▸ Text:

++++

Through The Static

March 19, 2008

Some thoughts on Obama’s speech

Filed under: Musings,Politics,Race — disciplepete @ 12:30 pm

Although this blog mostly posts news stories, I thought I would put down a few of my thoughts about Obama’s speech yesterday.

First, I thought it was interesting that the speech focused almost exclusively on race, given that the speech was delivered to mitigate the effects of Obama’s pastors comments, which touched not only on race but also attacked the U.S. Govt. and it’s actions throughout history. It seemed to me that Obama went all out to address White America’s discomfort with his pastor’s racial comments, but devoted minimal time to address the pastor’s “anti-American” comments. Shouldn’t those comments be accorded at least as much attention and explanation by Obama, considering he’s running for President? I think his failure to address those issues may give more fuel to his opponents at Faux News and elsewhere.

Also, the fact that Obama was a long time member of this church really surprises me. He’s a politician, and seems pretty intelligent, so couldn’t he foresee that his affiliation with this Church would give him political problems? The logical conclusion (in my view) would be that he agreed with his pastor to some extent on these issues, which is pretty surprising to me; he definitely never struck me as a radical. I might be wrong though; maybe there were other aspects of this church that were so valuable that Obama could overlook the politics.

I think it’s really cool though that Obama didn’t disown his pastor for political expediency, and gave a substantial speech on race. I’m sure, sadly, that many White Americans have never heard anything quite like his speech before; when the media run stories on Black anger or opinions about racism, it’s usually more radical guys like Farrakhan that are shown, who are easy targets for those trying to discredit them. Obama, on the other hand, came off as a reasonable person.

I guess time will tell the ultimate impact of this speech on Obama’s candidacy and on our country.



  1. “He’s a politician, and seems pretty intelligent, so couldn’t he foresee that his affiliation with this Church would give him political problems?”

    Hmmm… While I’m not an expert on Black churches in America, this matter is a bit more complicated because of race and, in particular, the history of Black churches’ roles as community centers and places in which to organize against issues such as lynching and segregation. The roots in fighting racism in America have its origins in the church, especially in Black America, and so to completely distance oneself as a Black community organizer from the church isn’t as simple or practical as it sounds.

++++

Answer these about the blog post on Obama's speech above:
(a) On what date was it posted?
(b) Who is named as an example of the more radical figures the media usually show in stories on Black anger?
(c) Which two issues does the comment at the end name as ones Black churches organized against?

Data items
++++

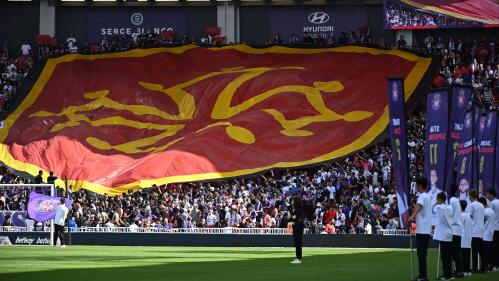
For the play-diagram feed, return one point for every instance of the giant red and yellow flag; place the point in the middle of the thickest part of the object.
(114, 122)
(484, 11)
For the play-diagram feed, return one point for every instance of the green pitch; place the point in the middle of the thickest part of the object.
(96, 263)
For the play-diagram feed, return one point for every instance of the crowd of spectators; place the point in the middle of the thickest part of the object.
(13, 70)
(352, 195)
(401, 16)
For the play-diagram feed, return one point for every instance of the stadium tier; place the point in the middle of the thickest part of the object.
(224, 124)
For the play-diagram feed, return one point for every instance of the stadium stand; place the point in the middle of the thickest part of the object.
(354, 195)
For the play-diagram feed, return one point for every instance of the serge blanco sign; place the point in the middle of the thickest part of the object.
(128, 22)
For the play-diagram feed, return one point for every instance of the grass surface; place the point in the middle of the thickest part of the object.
(96, 263)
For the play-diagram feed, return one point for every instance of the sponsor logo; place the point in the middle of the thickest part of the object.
(318, 17)
(5, 241)
(43, 206)
(137, 19)
(482, 124)
(467, 121)
(395, 92)
(436, 102)
(460, 98)
(22, 240)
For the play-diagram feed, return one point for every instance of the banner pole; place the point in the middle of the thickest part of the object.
(412, 252)
(52, 220)
(438, 261)
(67, 196)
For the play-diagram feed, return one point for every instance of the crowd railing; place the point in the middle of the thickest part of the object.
(224, 230)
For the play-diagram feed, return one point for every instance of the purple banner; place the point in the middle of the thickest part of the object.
(477, 112)
(437, 123)
(3, 25)
(464, 157)
(42, 207)
(18, 218)
(320, 21)
(487, 151)
(398, 136)
(460, 99)
(108, 22)
(496, 173)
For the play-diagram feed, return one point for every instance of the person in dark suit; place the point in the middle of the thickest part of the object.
(296, 221)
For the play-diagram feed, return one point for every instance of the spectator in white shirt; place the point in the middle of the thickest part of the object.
(494, 204)
(476, 211)
(25, 49)
(466, 239)
(457, 232)
(61, 213)
(422, 213)
(443, 234)
(488, 233)
(71, 40)
(211, 219)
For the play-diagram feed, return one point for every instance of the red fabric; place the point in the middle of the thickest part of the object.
(330, 214)
(42, 39)
(212, 30)
(219, 39)
(67, 152)
(480, 10)
(439, 81)
(53, 41)
(21, 62)
(167, 34)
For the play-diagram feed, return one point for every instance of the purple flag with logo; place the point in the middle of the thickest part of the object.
(464, 157)
(477, 112)
(437, 122)
(42, 207)
(398, 135)
(496, 173)
(487, 151)
(460, 98)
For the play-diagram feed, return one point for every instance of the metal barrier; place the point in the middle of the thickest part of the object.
(226, 230)
(398, 232)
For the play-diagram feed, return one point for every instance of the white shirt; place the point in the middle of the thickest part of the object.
(466, 237)
(423, 218)
(211, 219)
(476, 212)
(456, 222)
(443, 229)
(490, 216)
(25, 48)
(60, 214)
(494, 204)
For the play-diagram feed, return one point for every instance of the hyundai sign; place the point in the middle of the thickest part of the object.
(106, 22)
(317, 21)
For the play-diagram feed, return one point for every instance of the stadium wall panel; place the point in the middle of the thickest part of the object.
(200, 17)
(254, 31)
(213, 240)
(86, 23)
(22, 22)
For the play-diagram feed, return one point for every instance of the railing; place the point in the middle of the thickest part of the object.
(226, 230)
(392, 232)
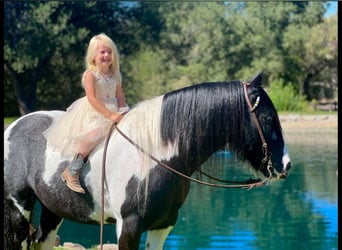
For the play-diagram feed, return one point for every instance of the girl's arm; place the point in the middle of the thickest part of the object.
(89, 86)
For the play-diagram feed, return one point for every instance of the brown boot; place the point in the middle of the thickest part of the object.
(72, 181)
(71, 174)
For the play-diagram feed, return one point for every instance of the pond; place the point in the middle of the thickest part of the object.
(297, 213)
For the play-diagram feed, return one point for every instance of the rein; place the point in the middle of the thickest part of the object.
(249, 184)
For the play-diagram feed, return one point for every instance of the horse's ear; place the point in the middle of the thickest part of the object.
(257, 79)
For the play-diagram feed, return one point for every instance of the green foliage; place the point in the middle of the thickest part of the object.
(285, 98)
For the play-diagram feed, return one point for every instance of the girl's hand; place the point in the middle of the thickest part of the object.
(116, 117)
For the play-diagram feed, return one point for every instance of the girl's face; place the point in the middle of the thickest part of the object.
(103, 57)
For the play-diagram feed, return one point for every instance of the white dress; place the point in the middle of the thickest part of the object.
(80, 118)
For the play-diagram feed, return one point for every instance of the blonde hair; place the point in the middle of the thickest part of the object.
(91, 53)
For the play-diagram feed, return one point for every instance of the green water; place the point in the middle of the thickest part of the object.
(297, 213)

++++

▸ Expected answer:
(a) March 19, 2008
(b) Farrakhan
(c) Lynching and segregation